For the entries below, repeat exactly each line starting with the one that contains "If you could point to the notebook" and going on through the one that contains "If you could point to the blonde", and no others.

Records provided>
--------------------------------------------------

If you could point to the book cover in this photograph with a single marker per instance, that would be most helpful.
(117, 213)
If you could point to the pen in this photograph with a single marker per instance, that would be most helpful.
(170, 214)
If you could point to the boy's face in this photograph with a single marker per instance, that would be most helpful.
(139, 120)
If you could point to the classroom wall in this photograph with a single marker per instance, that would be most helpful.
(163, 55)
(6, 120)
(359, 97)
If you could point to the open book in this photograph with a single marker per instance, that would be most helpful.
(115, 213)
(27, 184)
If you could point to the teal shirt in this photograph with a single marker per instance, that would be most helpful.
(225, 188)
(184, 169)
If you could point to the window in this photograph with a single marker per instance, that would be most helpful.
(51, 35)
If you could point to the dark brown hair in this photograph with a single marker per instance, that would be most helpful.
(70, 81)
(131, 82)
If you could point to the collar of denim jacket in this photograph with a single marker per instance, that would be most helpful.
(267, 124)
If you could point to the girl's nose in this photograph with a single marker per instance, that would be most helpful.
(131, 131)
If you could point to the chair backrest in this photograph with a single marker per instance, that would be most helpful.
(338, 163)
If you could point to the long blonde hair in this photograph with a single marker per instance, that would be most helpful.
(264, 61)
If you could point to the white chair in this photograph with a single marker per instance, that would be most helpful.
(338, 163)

--------------------------------------------------

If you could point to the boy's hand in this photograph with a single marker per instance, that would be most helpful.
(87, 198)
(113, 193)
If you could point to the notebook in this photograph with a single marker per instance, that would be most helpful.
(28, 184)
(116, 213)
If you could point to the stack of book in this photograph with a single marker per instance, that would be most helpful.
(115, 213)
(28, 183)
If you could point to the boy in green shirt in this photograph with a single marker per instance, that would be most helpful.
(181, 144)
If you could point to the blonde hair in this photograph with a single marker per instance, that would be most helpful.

--------------------------------------------------

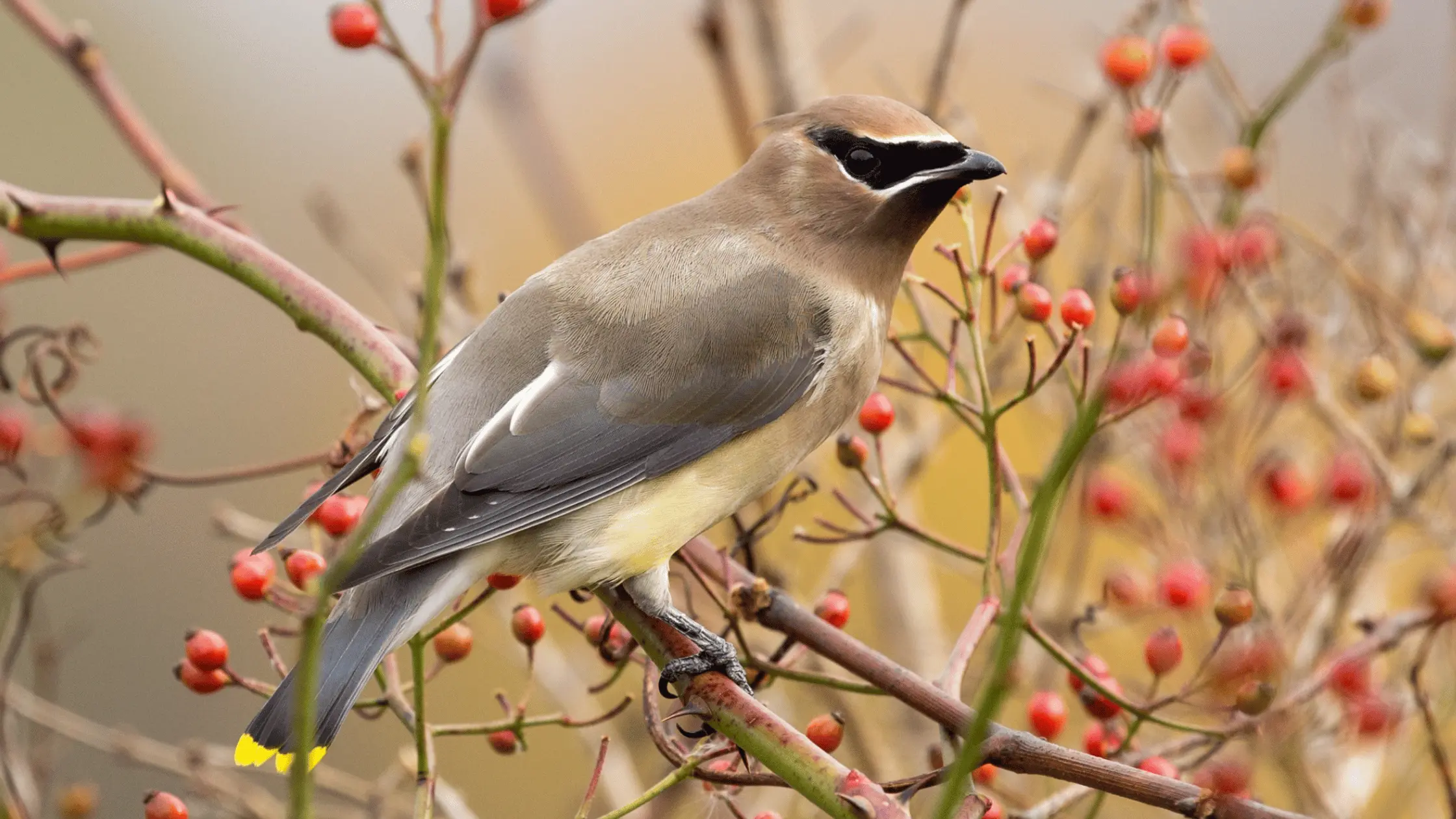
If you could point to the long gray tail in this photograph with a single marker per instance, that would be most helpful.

--------------------------------------------------

Exercise solution>
If you could point to the notebook in this photograph with a single marker per instance, that would be most helpful.
(28, 184)
(116, 213)
If you could point to the stack of book in this photograph with a single marker per instance, that would be most helpful.
(115, 213)
(28, 183)
If you could point to the boy in green shirt in this photograph with a single marker per instance, that would be most helpful.
(181, 144)
If you could point to the blonde hair in this photograph with a single marker per instance, that would be most helpful.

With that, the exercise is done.